Data shown -
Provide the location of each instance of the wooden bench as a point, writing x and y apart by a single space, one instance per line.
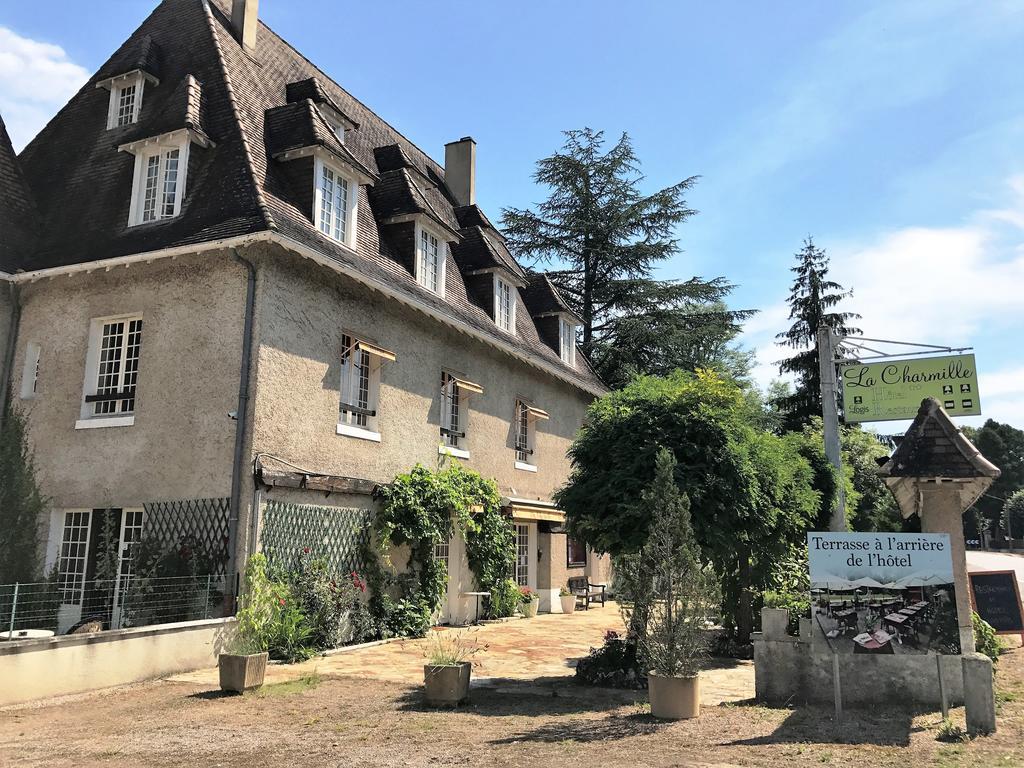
584 590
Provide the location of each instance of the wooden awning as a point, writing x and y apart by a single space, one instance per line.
536 413
364 346
467 386
531 509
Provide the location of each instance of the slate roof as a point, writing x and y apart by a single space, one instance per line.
17 214
252 104
139 52
542 297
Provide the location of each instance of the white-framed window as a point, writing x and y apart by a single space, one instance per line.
430 258
522 555
504 304
566 341
453 429
335 202
359 391
73 555
126 100
524 428
160 182
30 372
112 372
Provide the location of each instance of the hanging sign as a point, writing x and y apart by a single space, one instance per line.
997 600
893 390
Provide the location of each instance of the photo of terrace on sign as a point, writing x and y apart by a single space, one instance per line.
883 593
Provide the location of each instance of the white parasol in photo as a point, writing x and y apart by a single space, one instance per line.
867 582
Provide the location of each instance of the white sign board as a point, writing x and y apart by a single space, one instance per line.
884 593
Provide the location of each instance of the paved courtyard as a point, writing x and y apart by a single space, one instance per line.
541 650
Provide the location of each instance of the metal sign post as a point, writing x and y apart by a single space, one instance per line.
829 417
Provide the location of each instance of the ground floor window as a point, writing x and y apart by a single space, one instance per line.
522 555
577 552
74 556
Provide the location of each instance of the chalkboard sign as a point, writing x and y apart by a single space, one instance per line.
997 600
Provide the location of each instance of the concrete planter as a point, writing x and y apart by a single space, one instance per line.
446 685
240 673
674 697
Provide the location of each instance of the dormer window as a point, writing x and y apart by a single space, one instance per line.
566 341
126 98
504 304
430 261
335 203
160 181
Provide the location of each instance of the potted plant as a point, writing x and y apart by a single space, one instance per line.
567 599
529 601
446 673
682 596
244 667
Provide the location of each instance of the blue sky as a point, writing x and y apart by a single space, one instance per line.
892 132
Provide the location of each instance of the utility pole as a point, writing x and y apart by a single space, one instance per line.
829 416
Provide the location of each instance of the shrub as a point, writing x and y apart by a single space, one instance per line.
985 639
798 603
258 608
328 601
614 665
505 599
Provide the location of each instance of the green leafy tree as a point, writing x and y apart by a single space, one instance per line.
1013 514
604 237
751 493
23 506
812 305
1004 446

What the task asks -
Quote exactly what appears from the line containing "Provide the location of each instance of the blue" through the final line of the listing above, including both of those lines.

Expected answer -
Provide the location of each instance of the blue sky as a point, writing x and y apart by a single space, one instance per line.
892 132
Provide the location of each instance of the utility pole as a point, writing x and y apart by a single space, one instance per line.
829 416
Provide the location of each instance of the shrub as a point, writing x and y apart by a single space, one instance per line.
985 639
798 603
258 608
328 601
614 665
505 599
Provide the location of each instance of the green leafy tree as a point, writing x and y apart by a single space, one instance per line.
1013 514
604 237
751 493
23 506
812 305
1004 446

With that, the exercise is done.